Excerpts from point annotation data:
▼
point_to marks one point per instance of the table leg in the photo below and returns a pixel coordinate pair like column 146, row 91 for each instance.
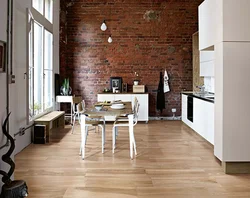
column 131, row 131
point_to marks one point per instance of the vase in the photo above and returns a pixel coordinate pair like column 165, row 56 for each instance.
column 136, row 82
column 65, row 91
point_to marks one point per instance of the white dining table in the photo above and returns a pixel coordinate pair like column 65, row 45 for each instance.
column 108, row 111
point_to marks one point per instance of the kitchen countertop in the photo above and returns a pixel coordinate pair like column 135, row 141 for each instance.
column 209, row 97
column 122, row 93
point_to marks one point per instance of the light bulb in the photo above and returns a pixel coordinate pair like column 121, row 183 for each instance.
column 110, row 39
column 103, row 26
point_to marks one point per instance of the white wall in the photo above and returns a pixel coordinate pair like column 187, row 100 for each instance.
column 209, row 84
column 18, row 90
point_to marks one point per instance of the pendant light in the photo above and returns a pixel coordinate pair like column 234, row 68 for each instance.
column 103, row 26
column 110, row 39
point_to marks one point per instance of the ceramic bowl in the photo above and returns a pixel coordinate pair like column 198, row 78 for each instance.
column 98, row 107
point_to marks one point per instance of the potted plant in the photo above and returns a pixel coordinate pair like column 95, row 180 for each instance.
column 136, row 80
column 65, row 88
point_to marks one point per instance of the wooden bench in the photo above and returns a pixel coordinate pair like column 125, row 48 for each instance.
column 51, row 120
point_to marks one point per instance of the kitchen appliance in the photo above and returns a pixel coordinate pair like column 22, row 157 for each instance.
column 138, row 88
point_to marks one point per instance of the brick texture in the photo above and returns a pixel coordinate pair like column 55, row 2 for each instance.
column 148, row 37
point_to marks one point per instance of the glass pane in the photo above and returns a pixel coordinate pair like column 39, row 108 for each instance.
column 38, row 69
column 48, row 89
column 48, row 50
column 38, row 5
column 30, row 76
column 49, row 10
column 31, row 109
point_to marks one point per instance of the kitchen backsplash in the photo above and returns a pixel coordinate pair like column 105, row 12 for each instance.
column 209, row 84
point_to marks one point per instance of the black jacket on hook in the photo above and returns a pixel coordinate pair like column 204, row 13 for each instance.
▲
▼
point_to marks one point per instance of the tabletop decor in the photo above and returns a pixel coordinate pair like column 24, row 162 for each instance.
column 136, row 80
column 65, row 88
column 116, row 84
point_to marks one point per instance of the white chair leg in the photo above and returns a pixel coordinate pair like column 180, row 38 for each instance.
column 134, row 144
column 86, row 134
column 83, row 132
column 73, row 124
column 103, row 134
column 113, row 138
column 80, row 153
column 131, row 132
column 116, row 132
▲
§ Goal of the exercise: Copy word for word the rows starting with the line that contains "point_to marks one point per instance of the glass" and going on through the line that contains "point_to marks one point per instance of the black".

§ Exercise result:
point_to marks one point per instance of the glass pane in the photo above and returns a pixel coordinate pair like column 39, row 108 for each instance.
column 38, row 69
column 48, row 89
column 48, row 50
column 38, row 5
column 30, row 76
column 49, row 10
column 31, row 109
point_to marks one point per instance of the kitchen backsplash in the photo above and returns a pixel coordinate pair like column 105, row 12 for each instance.
column 209, row 84
point_to marks one point per instance of the black jacket on hook in the photo above and returns a pixel coordinate pair like column 204, row 13 for each instance.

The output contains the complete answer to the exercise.